Source records
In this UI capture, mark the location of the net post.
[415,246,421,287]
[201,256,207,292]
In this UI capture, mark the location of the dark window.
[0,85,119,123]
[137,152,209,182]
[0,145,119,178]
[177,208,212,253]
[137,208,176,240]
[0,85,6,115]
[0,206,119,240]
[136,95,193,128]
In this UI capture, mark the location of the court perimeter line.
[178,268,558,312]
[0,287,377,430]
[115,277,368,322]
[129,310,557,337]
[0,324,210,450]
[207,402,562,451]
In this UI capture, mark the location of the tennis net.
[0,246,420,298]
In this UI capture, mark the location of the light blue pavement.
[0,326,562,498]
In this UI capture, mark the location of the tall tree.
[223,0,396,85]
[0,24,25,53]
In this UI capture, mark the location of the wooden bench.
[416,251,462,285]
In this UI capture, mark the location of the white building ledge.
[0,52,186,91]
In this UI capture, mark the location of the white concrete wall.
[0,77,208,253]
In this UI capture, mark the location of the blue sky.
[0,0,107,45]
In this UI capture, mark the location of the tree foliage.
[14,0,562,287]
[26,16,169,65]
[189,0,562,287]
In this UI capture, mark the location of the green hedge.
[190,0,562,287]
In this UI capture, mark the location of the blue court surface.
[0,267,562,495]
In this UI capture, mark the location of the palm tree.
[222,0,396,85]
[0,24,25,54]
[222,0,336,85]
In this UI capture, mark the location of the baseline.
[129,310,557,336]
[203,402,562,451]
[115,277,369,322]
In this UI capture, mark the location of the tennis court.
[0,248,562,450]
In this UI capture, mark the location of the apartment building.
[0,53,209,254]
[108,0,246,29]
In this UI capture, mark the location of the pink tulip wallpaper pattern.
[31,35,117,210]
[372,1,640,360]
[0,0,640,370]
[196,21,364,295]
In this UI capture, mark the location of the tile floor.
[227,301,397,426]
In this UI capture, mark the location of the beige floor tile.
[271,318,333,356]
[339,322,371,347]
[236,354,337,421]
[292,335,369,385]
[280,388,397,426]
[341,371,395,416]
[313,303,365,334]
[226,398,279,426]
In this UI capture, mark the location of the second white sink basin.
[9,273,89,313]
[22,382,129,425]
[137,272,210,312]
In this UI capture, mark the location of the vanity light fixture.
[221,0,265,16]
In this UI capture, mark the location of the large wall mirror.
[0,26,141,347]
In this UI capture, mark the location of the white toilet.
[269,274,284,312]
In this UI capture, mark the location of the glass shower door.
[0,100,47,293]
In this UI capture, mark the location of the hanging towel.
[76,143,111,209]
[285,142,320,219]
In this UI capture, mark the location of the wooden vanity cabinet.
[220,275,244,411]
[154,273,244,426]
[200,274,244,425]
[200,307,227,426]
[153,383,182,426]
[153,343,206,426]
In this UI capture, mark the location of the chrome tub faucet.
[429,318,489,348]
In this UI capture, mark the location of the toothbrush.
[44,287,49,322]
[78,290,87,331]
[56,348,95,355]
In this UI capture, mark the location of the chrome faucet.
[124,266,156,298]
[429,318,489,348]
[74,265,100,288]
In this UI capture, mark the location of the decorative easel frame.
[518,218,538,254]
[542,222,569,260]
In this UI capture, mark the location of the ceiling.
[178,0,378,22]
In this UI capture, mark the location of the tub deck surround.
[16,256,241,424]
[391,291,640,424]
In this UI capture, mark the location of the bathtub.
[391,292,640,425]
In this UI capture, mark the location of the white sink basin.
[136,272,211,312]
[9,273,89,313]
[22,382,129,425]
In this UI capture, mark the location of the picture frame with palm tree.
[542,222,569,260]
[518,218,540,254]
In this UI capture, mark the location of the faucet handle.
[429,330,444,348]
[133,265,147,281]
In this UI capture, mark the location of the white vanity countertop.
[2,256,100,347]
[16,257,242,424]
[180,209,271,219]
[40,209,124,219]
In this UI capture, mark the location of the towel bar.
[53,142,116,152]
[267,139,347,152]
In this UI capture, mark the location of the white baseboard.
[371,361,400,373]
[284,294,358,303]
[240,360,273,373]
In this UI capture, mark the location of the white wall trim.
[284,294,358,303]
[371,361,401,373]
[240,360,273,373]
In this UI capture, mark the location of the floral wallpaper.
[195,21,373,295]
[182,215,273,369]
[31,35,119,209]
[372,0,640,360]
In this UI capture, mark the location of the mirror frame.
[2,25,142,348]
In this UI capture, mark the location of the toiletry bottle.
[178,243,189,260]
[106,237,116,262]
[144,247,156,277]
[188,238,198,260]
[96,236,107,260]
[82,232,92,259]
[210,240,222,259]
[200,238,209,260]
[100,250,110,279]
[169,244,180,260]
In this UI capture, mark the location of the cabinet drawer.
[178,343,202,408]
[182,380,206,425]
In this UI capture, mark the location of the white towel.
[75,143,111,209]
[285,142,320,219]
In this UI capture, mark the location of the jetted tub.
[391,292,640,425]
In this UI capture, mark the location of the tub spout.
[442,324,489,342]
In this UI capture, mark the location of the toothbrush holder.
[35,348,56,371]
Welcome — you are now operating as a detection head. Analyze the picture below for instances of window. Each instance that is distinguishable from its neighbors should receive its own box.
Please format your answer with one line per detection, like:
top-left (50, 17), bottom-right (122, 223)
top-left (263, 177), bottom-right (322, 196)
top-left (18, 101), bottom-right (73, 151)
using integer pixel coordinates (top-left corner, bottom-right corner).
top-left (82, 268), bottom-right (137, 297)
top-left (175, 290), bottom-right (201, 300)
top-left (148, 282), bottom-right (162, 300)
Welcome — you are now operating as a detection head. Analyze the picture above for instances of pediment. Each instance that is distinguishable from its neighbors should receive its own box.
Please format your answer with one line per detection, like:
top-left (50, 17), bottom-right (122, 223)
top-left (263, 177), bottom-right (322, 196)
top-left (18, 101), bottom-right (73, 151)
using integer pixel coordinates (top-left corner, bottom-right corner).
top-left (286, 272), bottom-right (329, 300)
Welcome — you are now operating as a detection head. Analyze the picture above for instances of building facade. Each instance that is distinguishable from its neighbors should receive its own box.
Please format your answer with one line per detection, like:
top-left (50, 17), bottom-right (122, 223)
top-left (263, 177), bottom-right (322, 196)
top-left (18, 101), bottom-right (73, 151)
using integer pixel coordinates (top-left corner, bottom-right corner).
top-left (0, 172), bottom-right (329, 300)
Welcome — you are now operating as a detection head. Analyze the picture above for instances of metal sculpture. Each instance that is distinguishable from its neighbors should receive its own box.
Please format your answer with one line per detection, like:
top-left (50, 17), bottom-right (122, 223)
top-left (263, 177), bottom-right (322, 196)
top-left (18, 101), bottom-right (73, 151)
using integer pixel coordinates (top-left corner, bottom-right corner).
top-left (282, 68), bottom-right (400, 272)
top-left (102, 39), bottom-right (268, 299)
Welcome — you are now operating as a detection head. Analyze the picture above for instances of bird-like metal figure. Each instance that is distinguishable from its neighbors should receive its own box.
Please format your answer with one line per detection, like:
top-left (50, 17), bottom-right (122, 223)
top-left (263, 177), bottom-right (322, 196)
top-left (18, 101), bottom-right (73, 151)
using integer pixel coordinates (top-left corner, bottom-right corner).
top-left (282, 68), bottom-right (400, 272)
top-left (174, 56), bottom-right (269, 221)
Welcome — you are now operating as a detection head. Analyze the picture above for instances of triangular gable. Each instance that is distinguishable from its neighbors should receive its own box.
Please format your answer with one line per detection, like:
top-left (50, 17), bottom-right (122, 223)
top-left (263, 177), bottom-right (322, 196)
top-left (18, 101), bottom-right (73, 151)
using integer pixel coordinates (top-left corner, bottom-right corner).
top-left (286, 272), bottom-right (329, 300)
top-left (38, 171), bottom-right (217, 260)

Your goal >>
Print the records above in full, exactly.

Task result >>
In this UI capture, mark the location of the net post.
[415,246,421,287]
[201,256,207,292]
In this UI capture, mark the location of the dark window.
[0,85,119,123]
[137,152,209,182]
[0,145,119,178]
[177,208,212,253]
[137,208,176,240]
[0,85,6,115]
[0,206,119,240]
[136,95,193,128]
In this UI capture, mark the location of the court perimeter line.
[178,268,558,312]
[0,287,377,430]
[115,277,368,322]
[129,310,557,337]
[0,324,210,450]
[207,402,562,451]
In this UI capture, mark the location of the tennis net.
[0,246,420,298]
In this UI capture, mark the location of the light blue pavement.
[0,326,562,498]
In this UI capture, mark the location of the tall tree.
[223,0,396,85]
[0,24,25,53]
In this UI capture, mark the location of the wooden bench.
[416,251,462,285]
In this UI capture, mark the location of the white building ledge.
[0,52,186,91]
In this UI capture, mark the location of the white concrete wall.
[0,77,208,253]
In this UI capture, mark the location of the blue sky.
[0,0,107,45]
In this UI capture, mark the location of the tree foliage.
[14,0,562,287]
[26,16,169,65]
[189,0,562,287]
In this UI capture, mark the location of the green hedge.
[190,0,562,287]
In this UI capture, mark the location of the blue court surface.
[0,267,562,495]
In this UI capture, mark the location of the palm tree.
[222,0,396,85]
[0,24,25,54]
[222,0,336,85]
In this UI capture, mark the location of the baseline.
[129,310,557,336]
[203,402,562,451]
[115,277,369,322]
In this UI capture, mark the location of the tennis court.
[0,248,562,450]
In this UI capture, mark the location of the apartment building.
[0,53,209,254]
[108,0,246,29]
In this UI capture, mark the location of the pink tulip wallpaper pattern.
[31,35,117,210]
[372,1,640,360]
[0,0,640,370]
[196,21,364,295]
In this UI capture, mark the location of the tile floor.
[227,301,397,426]
In this UI capture, mark the location of the beige floor tile.
[271,318,333,356]
[339,322,371,347]
[236,354,337,421]
[292,335,369,385]
[280,388,397,426]
[341,371,395,416]
[313,303,365,334]
[226,398,279,426]
In this UI capture, mark the location of the second white sink basin.
[9,273,89,313]
[22,382,129,425]
[137,272,210,312]
In this UI capture, mark the location of the vanity light fixture.
[221,0,265,16]
In this UI capture, mark the location of the large wall mirror.
[0,26,141,347]
In this UI capture, mark the location of the white toilet.
[269,274,284,312]
In this UI capture, mark the location of the glass shower door.
[0,100,47,293]
In this UI capture, mark the location of the hanging towel.
[76,143,111,209]
[285,142,320,219]
In this UI capture, mark the location of the wooden vanity cabinet.
[220,275,244,411]
[154,273,244,426]
[200,274,244,425]
[200,307,227,426]
[153,383,182,426]
[153,343,206,426]
In this UI capture, mark the location of the chrome tub faucet.
[429,318,489,348]
In this UI capture, mark the location of the toothbrush.
[44,287,49,322]
[78,290,87,331]
[56,348,95,355]
In this UI capture, mark the location of the chrome faucet.
[124,266,156,298]
[429,318,489,348]
[74,265,100,288]
In this UI capture, mark the location of the decorative easel frame.
[518,218,538,254]
[542,222,569,260]
In this UI capture, mark the location of the ceiling.
[178,0,378,22]
In this UI capture, mark the location of the tub deck surround.
[16,256,241,424]
[391,291,640,424]
In this UI capture, mark the location of the bathtub.
[391,292,640,425]
In this UI capture, mark the location of the white sink basin.
[136,272,211,312]
[9,273,89,313]
[22,382,129,425]
In this UI capture, mark the location of the picture frame with palm tree.
[542,222,569,260]
[518,218,540,254]
In this UI capture, mark the location of the faucet handle.
[429,330,444,348]
[133,265,147,281]
In this UI capture, mark the location of the white vanity countertop.
[2,256,100,347]
[16,257,242,424]
[180,209,271,219]
[40,209,124,219]
In this UI capture, mark the location of the towel bar.
[53,142,116,152]
[267,139,347,152]
In this UI capture, mark the location of the white baseboard.
[371,361,400,373]
[284,294,358,303]
[240,360,273,373]
In this UI capture, mark the location of the white wall trim.
[284,294,358,303]
[371,361,401,373]
[240,360,273,373]
In this UI capture, mark the location of the floral wallpaper.
[195,21,373,295]
[182,215,273,369]
[31,35,119,209]
[372,0,640,360]
In this UI capture, mark the location of the mirror frame.
[2,25,142,348]
In this UI capture, mark the location of the toiletry bottle.
[178,243,189,260]
[106,237,116,262]
[144,247,156,277]
[188,238,198,260]
[96,236,107,260]
[82,232,92,259]
[210,240,222,259]
[200,238,209,260]
[100,250,110,279]
[169,244,180,260]
In this UI capture, mark the location of the cabinet drawer.
[178,343,202,408]
[182,380,206,425]
In this UI capture, mark the location of the white towel.
[75,143,111,209]
[285,142,320,219]
In this UI capture, mark the location of the jetted tub.
[391,292,640,425]
In this UI capture, mark the location of the tub spout.
[442,324,489,342]
In this UI capture, mark the location of the toothbrush holder.
[35,348,56,371]
Welcome — you are now operating as a detection head. Analyze the picture below for instances of window. Each instance that is distinguishable from its neighbors should receive its own box.
Please format your answer with one line per detection, like:
top-left (50, 17), bottom-right (122, 223)
top-left (263, 177), bottom-right (322, 196)
top-left (18, 101), bottom-right (73, 151)
using integer pixel coordinates (top-left corner, bottom-right corner).
top-left (82, 268), bottom-right (137, 297)
top-left (175, 290), bottom-right (201, 300)
top-left (148, 282), bottom-right (162, 300)
Welcome — you are now operating as a detection head. Analyze the picture above for instances of pediment. Each instance that is distinguishable from its neighbors should receive its own box.
Please format your answer with one line per detection, like:
top-left (50, 17), bottom-right (122, 223)
top-left (263, 177), bottom-right (322, 196)
top-left (18, 101), bottom-right (73, 151)
using integer pixel coordinates (top-left corner, bottom-right corner).
top-left (286, 272), bottom-right (329, 300)
Welcome — you are now operating as a detection head. Analyze the picture above for instances of building facade. Each instance that is distinguishable from its neighbors should receive its own box.
Please format your answer with one line per detection, like:
top-left (50, 17), bottom-right (122, 223)
top-left (263, 177), bottom-right (322, 196)
top-left (18, 101), bottom-right (73, 151)
using integer pixel coordinates (top-left corner, bottom-right corner).
top-left (0, 172), bottom-right (329, 300)
Welcome — you are now operating as a detection head. Analyze the picture above for instances of metal sculpture. Each instance that is distinguishable from its neighbors should receive its own box.
Please format your answer with one line per detection, like:
top-left (50, 17), bottom-right (122, 223)
top-left (263, 177), bottom-right (322, 196)
top-left (18, 101), bottom-right (73, 151)
using integer pixel coordinates (top-left corner, bottom-right corner).
top-left (282, 68), bottom-right (400, 272)
top-left (102, 39), bottom-right (268, 299)
Welcome — you are now operating as a detection head. Analyze the picture above for instances of bird-like metal figure. Each instance that is distinguishable from its neighbors should receive its own box.
Please format your answer with one line per detection, like:
top-left (50, 17), bottom-right (122, 223)
top-left (263, 177), bottom-right (322, 196)
top-left (18, 101), bottom-right (73, 151)
using integer pixel coordinates (top-left corner, bottom-right corner).
top-left (282, 68), bottom-right (400, 272)
top-left (174, 56), bottom-right (269, 221)
Welcome — you are now operating as a detection head. Analyze the picture above for instances of triangular gable. Each instance that is distinguishable from its neighbors should receive its own box.
Please format your answer with one line per detection, like:
top-left (50, 17), bottom-right (122, 223)
top-left (263, 177), bottom-right (322, 196)
top-left (18, 101), bottom-right (73, 151)
using integer pixel coordinates (top-left corner, bottom-right corner).
top-left (286, 272), bottom-right (329, 300)
top-left (38, 171), bottom-right (217, 260)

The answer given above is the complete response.